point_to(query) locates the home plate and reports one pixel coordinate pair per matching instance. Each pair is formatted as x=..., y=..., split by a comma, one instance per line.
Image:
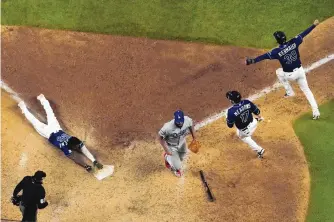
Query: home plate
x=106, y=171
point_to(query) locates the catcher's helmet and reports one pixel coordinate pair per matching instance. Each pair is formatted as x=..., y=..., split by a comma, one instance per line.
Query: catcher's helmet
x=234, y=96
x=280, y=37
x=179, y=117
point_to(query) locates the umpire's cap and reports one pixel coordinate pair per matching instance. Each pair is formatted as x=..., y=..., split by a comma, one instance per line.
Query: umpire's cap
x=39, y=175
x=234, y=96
○ ○ ○ ○ ○ ○ ○
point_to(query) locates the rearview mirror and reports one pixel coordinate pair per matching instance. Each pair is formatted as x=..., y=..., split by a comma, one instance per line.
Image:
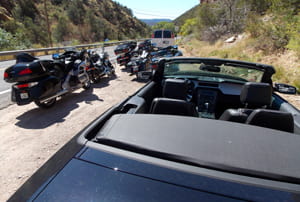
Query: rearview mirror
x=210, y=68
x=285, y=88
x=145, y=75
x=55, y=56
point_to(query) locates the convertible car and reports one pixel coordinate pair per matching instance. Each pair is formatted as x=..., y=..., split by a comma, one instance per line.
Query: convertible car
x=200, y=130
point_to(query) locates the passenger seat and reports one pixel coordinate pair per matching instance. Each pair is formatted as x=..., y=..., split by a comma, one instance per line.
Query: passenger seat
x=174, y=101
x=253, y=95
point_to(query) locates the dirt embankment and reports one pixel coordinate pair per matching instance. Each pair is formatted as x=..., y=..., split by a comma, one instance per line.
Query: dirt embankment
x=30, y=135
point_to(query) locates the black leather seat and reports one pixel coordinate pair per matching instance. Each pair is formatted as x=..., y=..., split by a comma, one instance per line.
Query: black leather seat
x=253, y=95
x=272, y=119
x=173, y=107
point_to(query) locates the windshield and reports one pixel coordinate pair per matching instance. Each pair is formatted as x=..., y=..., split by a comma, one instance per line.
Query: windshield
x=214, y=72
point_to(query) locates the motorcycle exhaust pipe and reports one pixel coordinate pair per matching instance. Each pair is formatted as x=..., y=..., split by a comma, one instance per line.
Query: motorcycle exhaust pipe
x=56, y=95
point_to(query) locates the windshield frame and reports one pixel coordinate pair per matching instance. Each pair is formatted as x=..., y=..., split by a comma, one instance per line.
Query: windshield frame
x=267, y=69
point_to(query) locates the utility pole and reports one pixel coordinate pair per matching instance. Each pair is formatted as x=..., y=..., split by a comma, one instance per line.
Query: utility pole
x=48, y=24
○ ○ ○ ○ ○ ○ ○
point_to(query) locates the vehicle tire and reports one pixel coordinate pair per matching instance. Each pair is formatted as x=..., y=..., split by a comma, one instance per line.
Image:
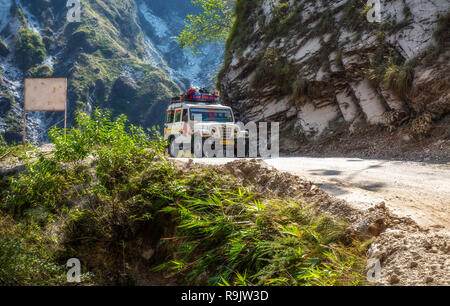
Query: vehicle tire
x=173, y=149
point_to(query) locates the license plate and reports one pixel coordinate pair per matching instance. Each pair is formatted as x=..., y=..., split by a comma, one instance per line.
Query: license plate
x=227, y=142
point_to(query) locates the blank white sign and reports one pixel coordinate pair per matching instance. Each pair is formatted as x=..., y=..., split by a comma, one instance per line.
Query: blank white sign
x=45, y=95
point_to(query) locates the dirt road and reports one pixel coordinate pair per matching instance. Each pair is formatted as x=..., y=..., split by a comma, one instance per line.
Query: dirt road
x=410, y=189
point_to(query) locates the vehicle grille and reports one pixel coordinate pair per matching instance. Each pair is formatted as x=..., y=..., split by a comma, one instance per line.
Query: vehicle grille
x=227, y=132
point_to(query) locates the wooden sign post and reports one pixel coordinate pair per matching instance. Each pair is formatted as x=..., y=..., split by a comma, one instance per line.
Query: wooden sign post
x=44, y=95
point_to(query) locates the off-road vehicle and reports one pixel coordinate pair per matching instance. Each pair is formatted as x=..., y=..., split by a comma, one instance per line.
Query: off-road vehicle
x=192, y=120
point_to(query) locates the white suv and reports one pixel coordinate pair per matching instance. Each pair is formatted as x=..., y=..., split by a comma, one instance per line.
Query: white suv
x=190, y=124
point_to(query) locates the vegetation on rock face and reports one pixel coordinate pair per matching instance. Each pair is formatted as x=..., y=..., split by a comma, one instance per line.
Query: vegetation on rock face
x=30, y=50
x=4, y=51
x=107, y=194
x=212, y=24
○ ○ ○ ○ ○ ○ ○
EXERCISE GOAL
Reproduce exactly, and only, the part of the listing above that begins at the line with "point_to(query) locates the dirt embankment" and goes on through the line with "point_to(query) locates the windshield and".

SOLUTION TO THE EXERCISE
point_to(query) locates the dirt embankment and reports one pixel coordinate pair per matching instance. Each pair is formatted as x=..., y=..., split by a comma, one instance per line.
Query: dirt embankment
x=30, y=135
point_to(query) locates the black leather seat and reports one pixel coordinate pair per matching instance. Each pair is formatted as x=..., y=..., split by a comma, one instance per line.
Query: black leather seat
x=253, y=95
x=272, y=119
x=173, y=107
point_to(query) locates the windshield and reports one pixel coordinate pair per matching instance. Each pair is formatted as x=..., y=..., split by a comma, one instance per line.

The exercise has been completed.